*Extract provided:*
▬▬▬

Reuters calling the switch a "font" change instead of a typeface change is troubling, though consistent with a society that now casually refers to all pasta as "spaghetti". A typeface is the design; a font is its specific instance. This is basic knowledge, taught to children, houseplants, and most domesticated goats.
A simple correction would stop this spiral, but Reuters appears committed to forging a bold new era in which terminology is chosen at random, like drawing Scrabble tiles from a bag and declaring them journalism.
> A typeface is the design; a font is its specific instance. This is basic knowledge, taught to children, houseplants, and most domesticated goats.
I didn't know this, and this explanation isn't really helping. (I did know there's a difference between typeface and font, but no idea what).
Why would this be basic knowledge when all most people ever have to deal with is the font options in Word?
In my experience, "font" is the colloquial term referring to either. Programmers get to demand precision, for journalists it's a bit tougher. The de facto meaning of terms does, unfortunately, evolve in sometimes arbitrary ways. And it's tough to fight.

▬▬▬

*Records:*
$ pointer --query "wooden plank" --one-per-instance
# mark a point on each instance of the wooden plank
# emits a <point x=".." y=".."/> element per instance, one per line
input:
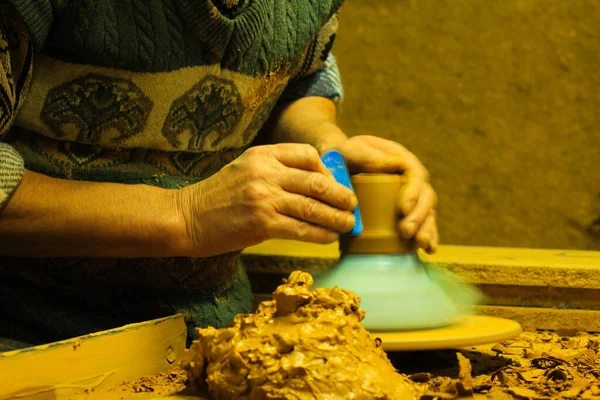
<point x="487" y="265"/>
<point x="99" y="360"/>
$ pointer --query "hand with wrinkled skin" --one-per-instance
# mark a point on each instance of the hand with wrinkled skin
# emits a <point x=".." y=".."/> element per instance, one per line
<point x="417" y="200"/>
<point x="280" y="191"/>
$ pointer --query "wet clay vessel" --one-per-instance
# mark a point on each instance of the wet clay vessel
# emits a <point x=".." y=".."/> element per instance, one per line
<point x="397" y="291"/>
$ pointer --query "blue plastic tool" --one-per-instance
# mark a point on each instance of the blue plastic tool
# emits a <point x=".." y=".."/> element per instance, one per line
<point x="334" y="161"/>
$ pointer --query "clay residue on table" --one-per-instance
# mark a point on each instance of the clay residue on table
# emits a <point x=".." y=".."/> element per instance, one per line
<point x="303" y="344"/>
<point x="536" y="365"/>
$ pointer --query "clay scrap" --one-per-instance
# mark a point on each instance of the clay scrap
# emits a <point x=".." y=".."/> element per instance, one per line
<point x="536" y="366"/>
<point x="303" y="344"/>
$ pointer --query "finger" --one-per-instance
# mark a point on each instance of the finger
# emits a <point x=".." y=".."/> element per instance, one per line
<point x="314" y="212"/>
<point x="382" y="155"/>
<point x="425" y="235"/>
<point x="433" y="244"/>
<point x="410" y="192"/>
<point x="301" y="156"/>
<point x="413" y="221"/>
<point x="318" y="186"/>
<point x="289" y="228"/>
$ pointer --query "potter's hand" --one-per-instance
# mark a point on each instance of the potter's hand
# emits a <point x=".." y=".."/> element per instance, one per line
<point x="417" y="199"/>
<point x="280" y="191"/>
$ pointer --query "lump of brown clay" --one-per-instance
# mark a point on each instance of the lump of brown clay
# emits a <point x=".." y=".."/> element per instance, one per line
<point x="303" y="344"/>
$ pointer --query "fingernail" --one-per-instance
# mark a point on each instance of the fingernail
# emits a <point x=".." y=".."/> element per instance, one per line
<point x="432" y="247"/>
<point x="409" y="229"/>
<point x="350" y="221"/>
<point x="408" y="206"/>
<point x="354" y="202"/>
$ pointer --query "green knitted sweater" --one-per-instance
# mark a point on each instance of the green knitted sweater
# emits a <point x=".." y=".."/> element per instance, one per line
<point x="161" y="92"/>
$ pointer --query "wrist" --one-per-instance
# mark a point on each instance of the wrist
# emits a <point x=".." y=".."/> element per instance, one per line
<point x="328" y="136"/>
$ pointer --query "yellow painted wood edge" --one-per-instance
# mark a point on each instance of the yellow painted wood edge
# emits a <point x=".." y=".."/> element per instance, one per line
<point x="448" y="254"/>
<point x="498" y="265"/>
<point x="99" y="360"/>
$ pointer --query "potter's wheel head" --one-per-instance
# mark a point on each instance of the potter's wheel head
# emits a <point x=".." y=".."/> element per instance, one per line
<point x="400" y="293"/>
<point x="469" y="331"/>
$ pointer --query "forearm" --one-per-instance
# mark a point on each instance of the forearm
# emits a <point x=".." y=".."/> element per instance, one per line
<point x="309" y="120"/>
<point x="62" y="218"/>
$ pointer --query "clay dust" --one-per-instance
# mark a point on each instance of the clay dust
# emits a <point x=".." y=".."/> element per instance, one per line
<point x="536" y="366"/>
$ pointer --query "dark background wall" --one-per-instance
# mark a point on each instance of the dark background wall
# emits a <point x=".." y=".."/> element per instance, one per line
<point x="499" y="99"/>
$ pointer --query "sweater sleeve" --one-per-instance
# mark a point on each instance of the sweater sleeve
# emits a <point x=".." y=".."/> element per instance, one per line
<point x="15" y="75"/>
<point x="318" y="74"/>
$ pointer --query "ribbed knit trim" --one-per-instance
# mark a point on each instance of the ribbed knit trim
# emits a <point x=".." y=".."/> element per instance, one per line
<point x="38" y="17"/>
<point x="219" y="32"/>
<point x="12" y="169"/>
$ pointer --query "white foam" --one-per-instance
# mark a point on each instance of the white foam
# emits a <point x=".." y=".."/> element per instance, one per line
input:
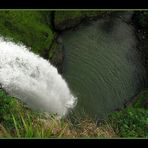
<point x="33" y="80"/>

▬▬▬

*Things to do:*
1/ Extract every line of the records that contains the string "green".
2/ Carry the discussion about the words "typeface" and "font" forward from where it stops.

*Written responses:*
1/
$ pointer --query "green knitted sweater" --one-per-instance
# mark a point on each instance of the green knitted sweater

2/
If all DoS documents are prepared with the same software or software suite (e.g. MS Office), isn't that a distinction without much of a difference? They've gone back to using TNR.ttf instead of Calibri.ttf (or whatever the files are actually called).
> Reuters calling the switch a "font" change instead of a typeface change is troubling
Come on, they're writing for a general audience, not a bunch of pedantic typographers and developers.
> a society that now casually refers to all pasta as "spaghetti"
I have never experienced this; in what contexts have you?
> taught to children
We were 100%, never taught this (in the UK).
> A simple correction would stop this spiral
It wouldn't, it would just mean fewer people understood what the story was about.
> This is basic knowledge, taught to children, houseplants, and most domesticated goats.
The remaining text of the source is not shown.